[Stored data entries]
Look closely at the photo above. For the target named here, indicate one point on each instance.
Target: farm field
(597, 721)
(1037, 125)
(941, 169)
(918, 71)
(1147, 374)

# WHAT IS BEING ASKED
Please repeat the data in full so that nothing differs from the original.

# SOLUTION TO THE EXERCISE
Look closely at the photo above. For the target named here, indicate one point on each instance.
Target: farm field
(597, 721)
(1037, 125)
(941, 169)
(918, 71)
(1147, 374)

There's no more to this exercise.